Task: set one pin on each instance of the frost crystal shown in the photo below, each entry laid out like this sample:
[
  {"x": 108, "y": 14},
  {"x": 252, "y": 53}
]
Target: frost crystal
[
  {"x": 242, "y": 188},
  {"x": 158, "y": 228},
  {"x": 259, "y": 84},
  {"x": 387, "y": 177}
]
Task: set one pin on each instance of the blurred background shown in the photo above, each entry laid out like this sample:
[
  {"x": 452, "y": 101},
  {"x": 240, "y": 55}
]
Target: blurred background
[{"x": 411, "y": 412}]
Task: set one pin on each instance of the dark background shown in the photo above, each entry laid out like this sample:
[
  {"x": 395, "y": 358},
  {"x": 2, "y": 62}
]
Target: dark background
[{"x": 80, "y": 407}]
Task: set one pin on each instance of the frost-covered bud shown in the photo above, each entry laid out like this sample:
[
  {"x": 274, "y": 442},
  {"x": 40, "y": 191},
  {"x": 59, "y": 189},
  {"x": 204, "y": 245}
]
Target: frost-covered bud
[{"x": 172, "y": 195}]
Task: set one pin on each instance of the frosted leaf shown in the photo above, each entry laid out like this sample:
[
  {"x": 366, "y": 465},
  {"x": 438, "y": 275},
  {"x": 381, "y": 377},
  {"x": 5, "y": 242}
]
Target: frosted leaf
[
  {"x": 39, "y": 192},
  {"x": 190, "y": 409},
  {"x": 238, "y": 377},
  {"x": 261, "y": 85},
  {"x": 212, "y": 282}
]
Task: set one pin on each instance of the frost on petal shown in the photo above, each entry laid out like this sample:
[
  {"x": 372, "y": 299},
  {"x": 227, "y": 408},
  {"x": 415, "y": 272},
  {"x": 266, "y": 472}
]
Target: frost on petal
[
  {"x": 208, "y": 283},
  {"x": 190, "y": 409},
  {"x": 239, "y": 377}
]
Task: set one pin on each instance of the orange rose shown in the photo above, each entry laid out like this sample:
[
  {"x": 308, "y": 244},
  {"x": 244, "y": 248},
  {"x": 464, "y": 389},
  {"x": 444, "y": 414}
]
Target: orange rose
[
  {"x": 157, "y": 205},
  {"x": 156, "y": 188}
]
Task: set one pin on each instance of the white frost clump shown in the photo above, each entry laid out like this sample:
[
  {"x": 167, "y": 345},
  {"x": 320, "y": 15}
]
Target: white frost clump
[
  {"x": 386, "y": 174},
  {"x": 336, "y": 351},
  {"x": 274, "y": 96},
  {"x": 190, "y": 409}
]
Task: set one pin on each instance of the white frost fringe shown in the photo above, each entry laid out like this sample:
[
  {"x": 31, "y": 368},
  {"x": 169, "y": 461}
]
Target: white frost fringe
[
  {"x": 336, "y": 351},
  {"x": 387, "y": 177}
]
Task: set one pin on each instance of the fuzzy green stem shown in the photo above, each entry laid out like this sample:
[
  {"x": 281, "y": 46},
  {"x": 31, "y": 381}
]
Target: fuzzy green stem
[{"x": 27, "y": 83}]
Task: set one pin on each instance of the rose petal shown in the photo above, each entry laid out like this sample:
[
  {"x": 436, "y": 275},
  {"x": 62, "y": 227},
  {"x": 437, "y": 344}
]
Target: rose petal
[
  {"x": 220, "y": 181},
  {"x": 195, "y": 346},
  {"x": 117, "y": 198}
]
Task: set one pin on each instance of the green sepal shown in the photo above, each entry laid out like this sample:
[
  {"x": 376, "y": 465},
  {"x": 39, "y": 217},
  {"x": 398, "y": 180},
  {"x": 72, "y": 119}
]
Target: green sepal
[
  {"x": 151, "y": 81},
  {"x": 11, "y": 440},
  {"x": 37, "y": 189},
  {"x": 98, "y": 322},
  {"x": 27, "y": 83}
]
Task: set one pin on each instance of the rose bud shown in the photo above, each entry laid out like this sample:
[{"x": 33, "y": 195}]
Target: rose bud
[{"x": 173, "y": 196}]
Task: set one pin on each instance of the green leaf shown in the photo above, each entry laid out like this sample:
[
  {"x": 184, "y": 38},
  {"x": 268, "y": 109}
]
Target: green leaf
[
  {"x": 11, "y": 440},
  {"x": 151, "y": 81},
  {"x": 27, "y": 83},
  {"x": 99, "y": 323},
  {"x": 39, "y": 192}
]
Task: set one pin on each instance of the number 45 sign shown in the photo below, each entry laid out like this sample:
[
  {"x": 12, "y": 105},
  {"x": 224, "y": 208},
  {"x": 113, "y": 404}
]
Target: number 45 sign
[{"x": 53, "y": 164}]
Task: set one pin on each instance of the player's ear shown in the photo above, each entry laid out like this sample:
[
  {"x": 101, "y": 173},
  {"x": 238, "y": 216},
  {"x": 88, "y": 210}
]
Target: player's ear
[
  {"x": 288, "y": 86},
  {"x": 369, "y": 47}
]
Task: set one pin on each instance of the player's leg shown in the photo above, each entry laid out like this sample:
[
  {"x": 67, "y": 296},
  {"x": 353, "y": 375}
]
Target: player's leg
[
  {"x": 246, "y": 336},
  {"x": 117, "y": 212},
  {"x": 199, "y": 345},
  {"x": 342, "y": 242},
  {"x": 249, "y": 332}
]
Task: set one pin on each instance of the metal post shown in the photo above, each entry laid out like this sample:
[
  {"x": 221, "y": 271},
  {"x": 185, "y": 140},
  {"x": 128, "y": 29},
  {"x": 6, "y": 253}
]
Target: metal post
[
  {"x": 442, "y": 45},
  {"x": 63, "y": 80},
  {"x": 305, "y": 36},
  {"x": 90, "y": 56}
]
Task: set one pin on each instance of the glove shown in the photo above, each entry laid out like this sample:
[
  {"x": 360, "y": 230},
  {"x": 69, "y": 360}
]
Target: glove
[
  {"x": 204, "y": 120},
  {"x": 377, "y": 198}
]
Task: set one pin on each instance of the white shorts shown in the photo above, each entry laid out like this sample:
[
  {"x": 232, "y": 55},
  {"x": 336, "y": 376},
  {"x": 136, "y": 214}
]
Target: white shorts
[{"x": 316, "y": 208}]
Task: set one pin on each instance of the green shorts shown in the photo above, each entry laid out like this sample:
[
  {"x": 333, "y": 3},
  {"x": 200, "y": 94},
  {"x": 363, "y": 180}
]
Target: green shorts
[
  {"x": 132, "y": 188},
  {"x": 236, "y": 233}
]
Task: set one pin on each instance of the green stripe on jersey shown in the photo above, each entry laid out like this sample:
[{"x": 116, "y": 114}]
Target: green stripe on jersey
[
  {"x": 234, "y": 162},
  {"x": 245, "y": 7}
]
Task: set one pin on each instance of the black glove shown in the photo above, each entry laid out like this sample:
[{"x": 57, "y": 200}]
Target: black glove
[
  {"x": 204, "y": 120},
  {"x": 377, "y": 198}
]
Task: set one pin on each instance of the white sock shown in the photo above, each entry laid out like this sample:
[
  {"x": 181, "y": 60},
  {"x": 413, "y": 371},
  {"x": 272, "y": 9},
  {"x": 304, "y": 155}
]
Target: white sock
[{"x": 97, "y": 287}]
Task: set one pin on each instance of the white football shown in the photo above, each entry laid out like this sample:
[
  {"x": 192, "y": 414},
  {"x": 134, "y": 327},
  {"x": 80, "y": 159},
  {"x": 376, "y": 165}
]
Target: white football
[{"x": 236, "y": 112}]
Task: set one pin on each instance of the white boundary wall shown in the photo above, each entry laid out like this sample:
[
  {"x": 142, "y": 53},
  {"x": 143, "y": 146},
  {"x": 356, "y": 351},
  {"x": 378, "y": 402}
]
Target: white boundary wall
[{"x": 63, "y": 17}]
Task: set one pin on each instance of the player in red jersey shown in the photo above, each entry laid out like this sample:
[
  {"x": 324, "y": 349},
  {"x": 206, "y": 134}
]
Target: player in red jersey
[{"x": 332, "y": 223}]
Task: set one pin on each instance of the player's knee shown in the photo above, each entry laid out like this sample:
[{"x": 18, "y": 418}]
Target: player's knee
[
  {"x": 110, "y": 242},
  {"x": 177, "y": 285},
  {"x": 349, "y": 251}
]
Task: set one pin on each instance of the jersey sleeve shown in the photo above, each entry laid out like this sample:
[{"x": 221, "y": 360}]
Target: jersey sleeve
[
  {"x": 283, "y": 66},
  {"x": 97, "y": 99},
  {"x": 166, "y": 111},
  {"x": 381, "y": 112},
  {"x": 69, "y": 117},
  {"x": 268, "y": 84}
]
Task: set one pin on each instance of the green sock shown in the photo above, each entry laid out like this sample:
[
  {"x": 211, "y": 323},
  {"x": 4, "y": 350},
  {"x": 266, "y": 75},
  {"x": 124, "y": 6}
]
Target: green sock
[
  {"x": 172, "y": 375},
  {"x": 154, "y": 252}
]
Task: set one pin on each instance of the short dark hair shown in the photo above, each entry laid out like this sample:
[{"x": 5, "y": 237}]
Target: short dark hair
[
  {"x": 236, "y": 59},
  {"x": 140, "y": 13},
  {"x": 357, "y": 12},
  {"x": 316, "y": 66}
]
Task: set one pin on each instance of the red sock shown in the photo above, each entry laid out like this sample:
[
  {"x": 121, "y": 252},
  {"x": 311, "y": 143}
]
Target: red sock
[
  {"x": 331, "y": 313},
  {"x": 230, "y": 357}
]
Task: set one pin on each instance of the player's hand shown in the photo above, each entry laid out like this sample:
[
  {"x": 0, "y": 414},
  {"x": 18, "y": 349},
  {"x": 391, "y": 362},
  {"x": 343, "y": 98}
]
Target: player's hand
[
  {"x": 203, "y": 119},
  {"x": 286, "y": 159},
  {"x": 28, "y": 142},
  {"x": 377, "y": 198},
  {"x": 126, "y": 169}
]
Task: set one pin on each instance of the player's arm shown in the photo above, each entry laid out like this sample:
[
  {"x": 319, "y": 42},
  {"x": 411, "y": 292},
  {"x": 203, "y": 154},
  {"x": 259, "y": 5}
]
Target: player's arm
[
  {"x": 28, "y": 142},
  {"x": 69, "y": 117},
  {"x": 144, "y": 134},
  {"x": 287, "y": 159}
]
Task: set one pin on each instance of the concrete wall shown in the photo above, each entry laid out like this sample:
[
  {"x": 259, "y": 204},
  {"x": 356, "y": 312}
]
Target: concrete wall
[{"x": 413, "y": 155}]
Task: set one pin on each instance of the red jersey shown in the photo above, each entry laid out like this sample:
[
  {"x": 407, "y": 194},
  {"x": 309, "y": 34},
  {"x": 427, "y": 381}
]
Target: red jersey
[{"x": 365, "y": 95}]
# # # #
» Required work
Return unchanged every line from the one that contains "Task: set one pin on each instance of the red jersey" through the last line of the items.

» Task answer
Task: set one pin on each instance of the red jersey shown in the photo above, each entry laid out like this sample:
[
  {"x": 407, "y": 194},
  {"x": 309, "y": 34},
  {"x": 427, "y": 381}
]
Target: red jersey
[{"x": 365, "y": 95}]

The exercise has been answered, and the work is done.